- _Aim of the task_
Quote, without any change, the line that contains "Shot-chart audit: point to every instance of the pebble" and all lines that follow it to the end of the data below.
__________________________________________________
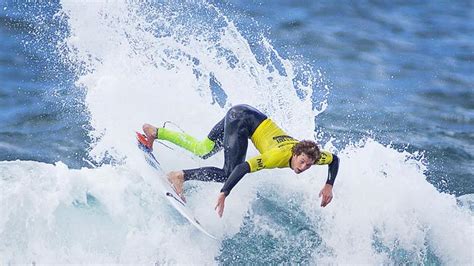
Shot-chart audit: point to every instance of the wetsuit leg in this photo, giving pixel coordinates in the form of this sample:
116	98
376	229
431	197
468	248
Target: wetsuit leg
239	124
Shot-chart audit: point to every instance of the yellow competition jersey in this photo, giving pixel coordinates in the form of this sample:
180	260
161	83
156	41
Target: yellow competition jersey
275	147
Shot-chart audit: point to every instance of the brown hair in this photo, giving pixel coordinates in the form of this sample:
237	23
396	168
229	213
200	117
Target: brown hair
307	147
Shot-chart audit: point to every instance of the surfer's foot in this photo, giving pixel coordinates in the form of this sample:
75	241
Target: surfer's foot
150	133
176	178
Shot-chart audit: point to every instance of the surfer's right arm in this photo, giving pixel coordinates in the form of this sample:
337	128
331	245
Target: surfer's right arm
237	174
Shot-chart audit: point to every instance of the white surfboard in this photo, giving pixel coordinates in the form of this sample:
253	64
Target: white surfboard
168	191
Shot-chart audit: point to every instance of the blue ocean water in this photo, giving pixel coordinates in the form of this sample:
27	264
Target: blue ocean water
389	85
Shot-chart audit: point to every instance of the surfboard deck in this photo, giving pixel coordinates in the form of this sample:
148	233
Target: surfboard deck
167	189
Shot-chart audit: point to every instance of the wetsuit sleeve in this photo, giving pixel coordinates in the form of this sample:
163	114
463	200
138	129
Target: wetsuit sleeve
237	174
333	169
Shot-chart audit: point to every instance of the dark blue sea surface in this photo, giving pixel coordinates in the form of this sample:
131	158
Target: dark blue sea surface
400	72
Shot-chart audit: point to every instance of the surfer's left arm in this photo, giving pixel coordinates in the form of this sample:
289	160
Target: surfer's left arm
237	174
333	167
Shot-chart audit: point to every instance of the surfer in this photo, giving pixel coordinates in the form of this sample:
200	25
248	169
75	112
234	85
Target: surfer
243	122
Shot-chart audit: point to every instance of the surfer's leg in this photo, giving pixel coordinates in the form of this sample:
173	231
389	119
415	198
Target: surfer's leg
202	148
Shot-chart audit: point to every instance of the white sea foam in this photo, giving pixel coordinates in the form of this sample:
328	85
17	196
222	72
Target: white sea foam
153	64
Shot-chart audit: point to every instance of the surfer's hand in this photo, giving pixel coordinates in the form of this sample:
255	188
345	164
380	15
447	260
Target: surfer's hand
326	193
220	204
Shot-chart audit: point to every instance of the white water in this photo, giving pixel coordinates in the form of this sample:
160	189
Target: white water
142	68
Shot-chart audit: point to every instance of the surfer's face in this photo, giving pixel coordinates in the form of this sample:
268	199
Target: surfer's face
301	163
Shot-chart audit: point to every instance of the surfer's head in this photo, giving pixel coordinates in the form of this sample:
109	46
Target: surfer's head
305	154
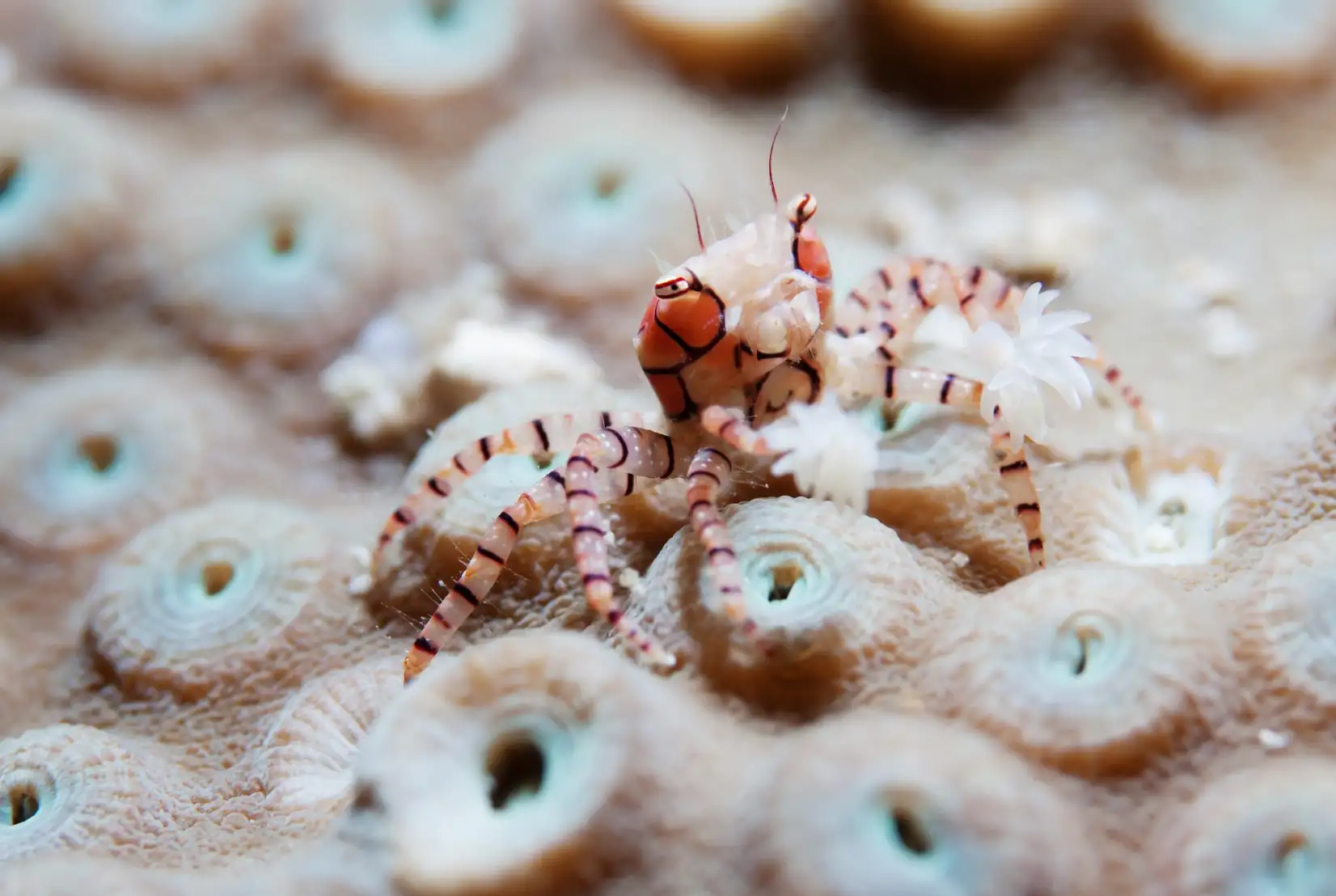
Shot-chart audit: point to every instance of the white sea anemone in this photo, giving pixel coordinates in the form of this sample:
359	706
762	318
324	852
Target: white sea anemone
1042	350
831	453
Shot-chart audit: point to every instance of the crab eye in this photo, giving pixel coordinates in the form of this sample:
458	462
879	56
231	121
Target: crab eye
802	209
672	287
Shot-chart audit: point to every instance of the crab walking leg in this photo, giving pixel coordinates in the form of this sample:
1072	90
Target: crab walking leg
1112	375
897	298
1018	484
541	436
632	450
544	500
707	475
928	387
729	425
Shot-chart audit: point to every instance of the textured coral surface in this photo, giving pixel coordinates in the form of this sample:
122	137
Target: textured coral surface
266	264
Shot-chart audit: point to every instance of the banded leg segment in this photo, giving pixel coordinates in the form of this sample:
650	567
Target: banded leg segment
540	436
707	475
1112	375
544	500
1018	484
641	453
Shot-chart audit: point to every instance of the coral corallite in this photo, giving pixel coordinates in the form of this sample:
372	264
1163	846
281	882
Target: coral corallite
161	49
281	256
844	601
1093	670
65	178
73	788
440	70
90	455
581	222
1262	830
917	805
215	594
531	764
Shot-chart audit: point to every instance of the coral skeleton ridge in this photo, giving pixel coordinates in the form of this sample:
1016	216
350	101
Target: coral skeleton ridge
407	492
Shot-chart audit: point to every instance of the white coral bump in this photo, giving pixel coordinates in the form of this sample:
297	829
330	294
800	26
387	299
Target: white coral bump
831	453
1041	352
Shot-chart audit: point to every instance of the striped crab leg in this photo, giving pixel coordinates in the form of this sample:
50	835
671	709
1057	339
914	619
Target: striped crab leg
895	299
925	387
547	498
551	434
708	475
641	453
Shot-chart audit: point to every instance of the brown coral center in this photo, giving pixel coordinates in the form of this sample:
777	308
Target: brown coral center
516	768
608	184
217	576
282	238
23	804
783	578
1290	851
910	832
440	12
99	450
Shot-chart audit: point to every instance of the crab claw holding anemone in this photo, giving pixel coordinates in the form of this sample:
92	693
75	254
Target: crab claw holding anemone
831	453
1041	352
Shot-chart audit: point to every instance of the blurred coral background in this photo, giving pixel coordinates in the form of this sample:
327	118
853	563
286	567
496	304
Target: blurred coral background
266	264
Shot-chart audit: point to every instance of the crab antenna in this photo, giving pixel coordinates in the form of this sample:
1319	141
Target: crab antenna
770	160
695	213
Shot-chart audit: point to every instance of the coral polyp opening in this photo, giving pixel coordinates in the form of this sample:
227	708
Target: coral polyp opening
910	832
783	578
516	768
1080	640
608	184
23	804
10	170
1290	856
215	577
282	238
441	12
99	451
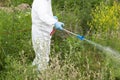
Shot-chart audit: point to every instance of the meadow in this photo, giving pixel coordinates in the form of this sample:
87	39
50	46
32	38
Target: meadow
70	58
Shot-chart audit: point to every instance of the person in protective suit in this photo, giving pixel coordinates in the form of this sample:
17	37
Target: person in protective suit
43	22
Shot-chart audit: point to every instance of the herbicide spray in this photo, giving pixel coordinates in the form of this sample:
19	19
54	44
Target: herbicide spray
107	50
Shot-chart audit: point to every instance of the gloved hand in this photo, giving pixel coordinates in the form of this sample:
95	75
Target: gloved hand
55	17
59	25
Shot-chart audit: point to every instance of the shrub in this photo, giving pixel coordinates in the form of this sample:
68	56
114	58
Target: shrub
105	19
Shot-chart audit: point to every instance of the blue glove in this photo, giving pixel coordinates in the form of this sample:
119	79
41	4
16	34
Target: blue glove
55	17
59	25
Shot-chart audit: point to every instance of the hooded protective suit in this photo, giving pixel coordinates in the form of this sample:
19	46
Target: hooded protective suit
42	25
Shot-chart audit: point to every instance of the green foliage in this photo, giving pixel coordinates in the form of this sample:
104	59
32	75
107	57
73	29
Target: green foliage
105	18
70	58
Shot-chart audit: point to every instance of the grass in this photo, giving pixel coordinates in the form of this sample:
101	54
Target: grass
70	58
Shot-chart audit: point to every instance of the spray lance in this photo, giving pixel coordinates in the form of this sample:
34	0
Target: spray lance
77	35
100	47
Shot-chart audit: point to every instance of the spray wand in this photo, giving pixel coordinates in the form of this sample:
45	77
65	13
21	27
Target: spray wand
77	35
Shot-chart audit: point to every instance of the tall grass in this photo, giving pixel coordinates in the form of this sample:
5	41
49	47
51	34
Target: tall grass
70	58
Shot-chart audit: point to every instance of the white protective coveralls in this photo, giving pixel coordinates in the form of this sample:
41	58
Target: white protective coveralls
42	25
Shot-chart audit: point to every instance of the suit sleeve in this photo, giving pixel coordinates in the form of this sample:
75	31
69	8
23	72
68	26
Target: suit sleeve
41	8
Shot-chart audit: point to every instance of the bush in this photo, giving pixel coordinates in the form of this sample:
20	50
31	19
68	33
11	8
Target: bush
105	19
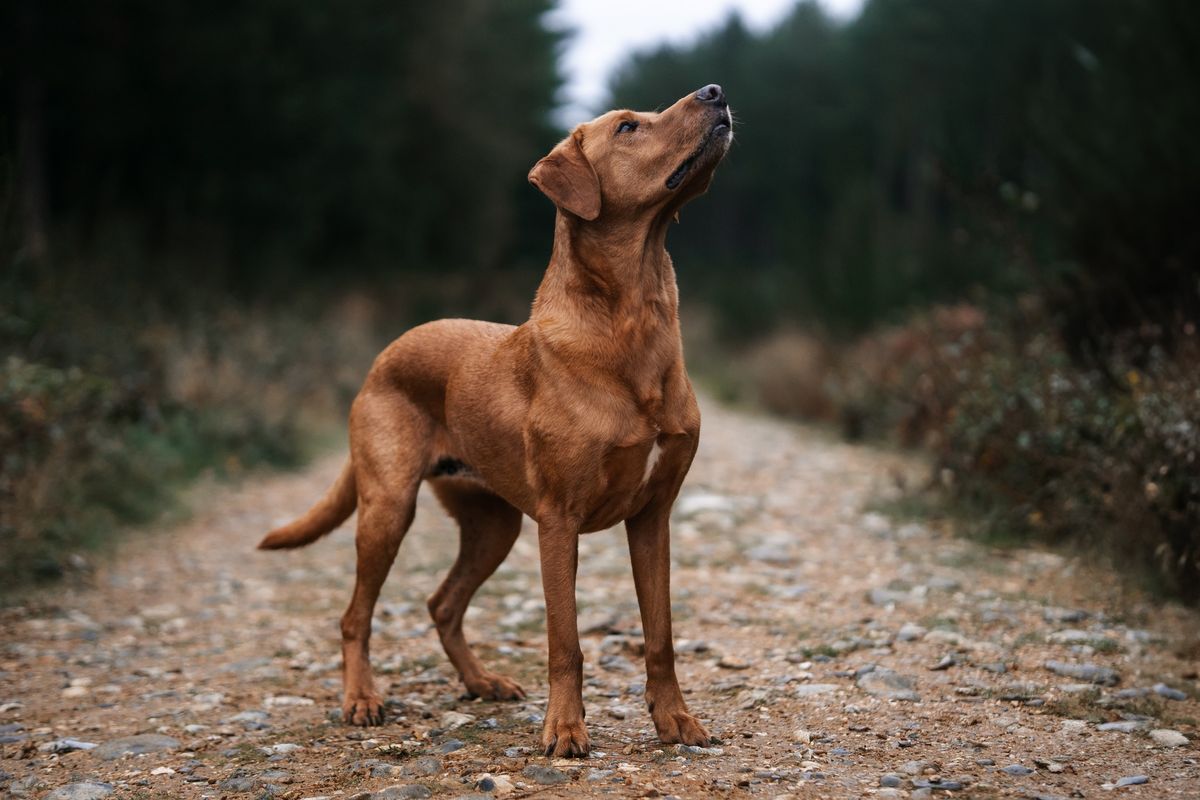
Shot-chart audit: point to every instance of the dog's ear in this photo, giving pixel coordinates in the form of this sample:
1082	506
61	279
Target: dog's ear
567	178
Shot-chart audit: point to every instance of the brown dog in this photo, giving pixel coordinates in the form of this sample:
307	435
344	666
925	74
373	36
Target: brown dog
581	417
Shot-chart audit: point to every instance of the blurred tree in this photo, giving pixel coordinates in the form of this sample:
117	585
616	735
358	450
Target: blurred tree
276	138
931	146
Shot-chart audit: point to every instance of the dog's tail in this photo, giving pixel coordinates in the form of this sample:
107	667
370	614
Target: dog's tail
329	512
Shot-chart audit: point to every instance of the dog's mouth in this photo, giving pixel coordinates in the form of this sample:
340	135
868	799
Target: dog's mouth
719	131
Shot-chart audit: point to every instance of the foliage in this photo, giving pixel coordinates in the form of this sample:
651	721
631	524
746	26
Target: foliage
281	140
1027	440
930	148
145	405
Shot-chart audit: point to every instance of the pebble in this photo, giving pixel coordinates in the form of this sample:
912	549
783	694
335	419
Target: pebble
145	743
424	765
1017	770
1163	690
402	792
453	720
694	750
273	701
84	791
945	663
544	775
1053	614
1125	726
948	786
888	685
1091	673
65	746
1168	738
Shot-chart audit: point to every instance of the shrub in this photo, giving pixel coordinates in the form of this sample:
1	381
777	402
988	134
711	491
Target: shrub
1103	457
145	407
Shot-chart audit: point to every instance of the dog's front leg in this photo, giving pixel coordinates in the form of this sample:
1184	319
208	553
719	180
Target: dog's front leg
564	733
649	549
__________________________________________________
- _The reply_
Shot-chart audit: point to every instance of the pebble in this photo, giving pixel coordinates in the form of this sample:
912	549
783	694
335	419
Target: pebble
145	743
424	765
1017	770
1163	690
402	792
453	720
694	750
273	701
84	791
945	663
544	775
1053	614
1125	726
948	786
888	685
1091	673
65	746
1168	738
Shot-chart audit: point to every instance of the shrub in this photo, giving pixel coordinates in the form of this sample:
1	381
777	402
988	134
711	491
Target: shrub
1103	457
145	407
Shot-chart audit: point to every instance of the dog's front leg in this photo, giving pixel coordinates in the form of this sample:
1184	319
208	553
719	180
Target: dog's front leg
564	733
649	549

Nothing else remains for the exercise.